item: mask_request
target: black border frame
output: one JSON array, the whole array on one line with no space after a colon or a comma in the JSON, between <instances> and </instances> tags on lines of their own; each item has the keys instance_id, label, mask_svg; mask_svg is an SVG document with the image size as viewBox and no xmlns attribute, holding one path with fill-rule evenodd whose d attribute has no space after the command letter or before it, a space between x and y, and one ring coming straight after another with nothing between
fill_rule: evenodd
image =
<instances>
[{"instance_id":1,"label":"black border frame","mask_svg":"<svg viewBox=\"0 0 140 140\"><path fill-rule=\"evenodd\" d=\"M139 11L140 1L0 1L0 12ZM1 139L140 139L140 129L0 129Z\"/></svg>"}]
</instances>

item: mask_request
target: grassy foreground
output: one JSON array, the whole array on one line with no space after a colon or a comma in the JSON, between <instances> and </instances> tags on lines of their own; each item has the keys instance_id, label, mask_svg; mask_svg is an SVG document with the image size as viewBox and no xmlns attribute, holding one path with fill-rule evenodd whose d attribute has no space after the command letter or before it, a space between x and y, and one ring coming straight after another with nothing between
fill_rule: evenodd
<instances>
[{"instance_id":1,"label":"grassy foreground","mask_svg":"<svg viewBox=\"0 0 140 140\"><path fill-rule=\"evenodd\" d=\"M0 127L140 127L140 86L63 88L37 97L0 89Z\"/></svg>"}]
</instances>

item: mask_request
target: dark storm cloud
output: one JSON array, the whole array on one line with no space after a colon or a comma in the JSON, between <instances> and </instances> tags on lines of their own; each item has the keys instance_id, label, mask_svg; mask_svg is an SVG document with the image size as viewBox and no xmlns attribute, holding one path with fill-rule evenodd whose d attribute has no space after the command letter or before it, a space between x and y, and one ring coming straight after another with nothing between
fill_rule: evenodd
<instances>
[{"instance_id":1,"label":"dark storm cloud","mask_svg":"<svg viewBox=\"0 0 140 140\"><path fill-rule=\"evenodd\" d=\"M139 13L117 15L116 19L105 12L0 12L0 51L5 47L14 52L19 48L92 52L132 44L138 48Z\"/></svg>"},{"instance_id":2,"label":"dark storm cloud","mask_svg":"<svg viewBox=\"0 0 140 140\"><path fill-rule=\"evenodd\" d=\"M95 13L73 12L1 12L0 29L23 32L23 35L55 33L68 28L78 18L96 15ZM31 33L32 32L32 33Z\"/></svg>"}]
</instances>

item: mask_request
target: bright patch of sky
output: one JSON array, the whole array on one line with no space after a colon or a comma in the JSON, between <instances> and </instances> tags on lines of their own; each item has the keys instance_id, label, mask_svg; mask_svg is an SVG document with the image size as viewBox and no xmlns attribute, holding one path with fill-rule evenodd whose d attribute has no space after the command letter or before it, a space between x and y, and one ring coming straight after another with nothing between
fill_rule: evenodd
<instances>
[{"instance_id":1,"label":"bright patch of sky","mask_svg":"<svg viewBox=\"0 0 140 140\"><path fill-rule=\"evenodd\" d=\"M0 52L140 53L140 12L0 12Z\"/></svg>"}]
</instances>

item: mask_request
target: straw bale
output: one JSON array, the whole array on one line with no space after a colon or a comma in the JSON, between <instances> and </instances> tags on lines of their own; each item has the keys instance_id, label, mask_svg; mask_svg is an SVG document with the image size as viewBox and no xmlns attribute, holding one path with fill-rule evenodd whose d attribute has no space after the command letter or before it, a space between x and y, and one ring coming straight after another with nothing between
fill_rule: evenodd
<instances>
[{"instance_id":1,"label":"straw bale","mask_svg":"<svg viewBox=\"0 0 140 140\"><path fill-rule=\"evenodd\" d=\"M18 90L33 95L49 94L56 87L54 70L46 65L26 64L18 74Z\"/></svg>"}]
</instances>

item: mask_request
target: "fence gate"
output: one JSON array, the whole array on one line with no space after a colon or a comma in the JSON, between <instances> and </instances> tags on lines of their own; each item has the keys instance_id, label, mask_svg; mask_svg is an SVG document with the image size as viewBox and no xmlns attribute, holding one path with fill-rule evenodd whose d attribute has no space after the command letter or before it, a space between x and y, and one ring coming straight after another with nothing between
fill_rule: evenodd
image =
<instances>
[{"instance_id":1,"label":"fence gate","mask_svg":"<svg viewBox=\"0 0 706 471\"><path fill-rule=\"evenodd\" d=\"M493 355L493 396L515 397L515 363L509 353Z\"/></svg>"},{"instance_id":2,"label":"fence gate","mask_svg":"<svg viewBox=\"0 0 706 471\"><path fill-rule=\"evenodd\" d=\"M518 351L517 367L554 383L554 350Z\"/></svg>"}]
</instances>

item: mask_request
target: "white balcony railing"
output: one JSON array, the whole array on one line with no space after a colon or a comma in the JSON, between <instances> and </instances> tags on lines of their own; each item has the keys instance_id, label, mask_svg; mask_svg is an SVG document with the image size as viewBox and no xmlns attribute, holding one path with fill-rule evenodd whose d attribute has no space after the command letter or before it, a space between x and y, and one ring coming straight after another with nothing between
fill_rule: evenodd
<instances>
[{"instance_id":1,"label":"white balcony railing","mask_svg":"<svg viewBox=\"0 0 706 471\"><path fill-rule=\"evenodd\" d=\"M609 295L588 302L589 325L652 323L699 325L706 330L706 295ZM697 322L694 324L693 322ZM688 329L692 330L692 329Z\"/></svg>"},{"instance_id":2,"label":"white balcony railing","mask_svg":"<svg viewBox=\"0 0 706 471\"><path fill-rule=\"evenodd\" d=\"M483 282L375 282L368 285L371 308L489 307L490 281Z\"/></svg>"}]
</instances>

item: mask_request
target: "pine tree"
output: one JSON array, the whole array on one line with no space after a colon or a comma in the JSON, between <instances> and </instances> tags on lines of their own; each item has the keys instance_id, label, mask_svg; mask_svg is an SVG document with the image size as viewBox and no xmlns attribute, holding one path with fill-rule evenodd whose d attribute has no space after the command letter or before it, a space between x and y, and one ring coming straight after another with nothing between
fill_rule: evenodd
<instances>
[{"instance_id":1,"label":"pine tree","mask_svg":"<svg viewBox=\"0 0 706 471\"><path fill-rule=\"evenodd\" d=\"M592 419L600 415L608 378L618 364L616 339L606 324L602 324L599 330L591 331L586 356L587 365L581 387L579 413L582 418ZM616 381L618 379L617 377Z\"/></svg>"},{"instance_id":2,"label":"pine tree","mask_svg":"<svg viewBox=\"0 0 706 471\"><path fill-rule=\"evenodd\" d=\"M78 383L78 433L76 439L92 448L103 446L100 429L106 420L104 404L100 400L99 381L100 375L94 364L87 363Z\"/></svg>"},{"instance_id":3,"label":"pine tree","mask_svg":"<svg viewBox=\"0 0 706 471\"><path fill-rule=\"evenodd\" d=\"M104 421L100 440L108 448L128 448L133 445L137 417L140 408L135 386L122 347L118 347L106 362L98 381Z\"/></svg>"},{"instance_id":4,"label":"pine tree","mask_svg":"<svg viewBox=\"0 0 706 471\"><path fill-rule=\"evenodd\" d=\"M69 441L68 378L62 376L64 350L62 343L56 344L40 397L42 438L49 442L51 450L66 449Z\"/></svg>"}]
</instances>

Direction
Please tally the lines in the data above that contain the string "target", treating uppercase and lowercase as different, and reply with the number alone.

Output
8